**TEXT EXCERPT:**
-- Start --
Create a model script

If you create ML backend by using Label Studio’s ML SDK, you have to follow the rules:

Create a file model.py with the PyTorch model for ready for training and inference.

First create Dataset class that takes list of image URLs as input and produces batch of preprocessed images with corresponding labels.

import torch
import torch.nn as nn
import torch.optim as optim
import time

from torch.utils.data import Dataset, DataLoader
from torchvision import datasets, models, transforms

device = torch.device('cuda:0' if torch.cuda.is_available() else 'cpu')


class ImageClassifierDataset(Dataset):
        
    def __init__(self, image_urls, image_classes):
        self.images = []
        self.labels = []
        
        self.classes = list(set(image_classes))
        self.class_to_label = {c: i for i, c in enumerate(self.classes)}
        
        self.image_size = 224
        self.transforms = transforms.Compose([
            transforms.Resize(self.image_size),
            transforms.CenterCrop(self.image_size),
            transforms.ToTensor(),
            transforms.Normalize([0.485, 0.456, 0.406], [0.229, 0.224, 0.225])
        ])
-- End --
**GOALS:**
1. In the model script guide, what value does the dataset class assign to the image size?
2. Say whether each statement agrees with the model script guide, and quote the words that decide it: (a) The Dataset class takes a list of image URLs as input. (b) The code always runs on the CPU. (c) The file to create is called train.py.

**DATASET EXTRACT:**
-- Start --
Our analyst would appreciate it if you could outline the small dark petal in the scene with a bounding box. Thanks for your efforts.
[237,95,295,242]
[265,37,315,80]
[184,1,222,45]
-- End --
**COMPLETED EXERCISE:**
1. 224

2.
(a) Yes: "takes list of image URLs as input"
(b) No: "device = torch.device('cuda:0' if torch.cuda.is_available() else 'cpu')"
(c) No: "Create a file model.py"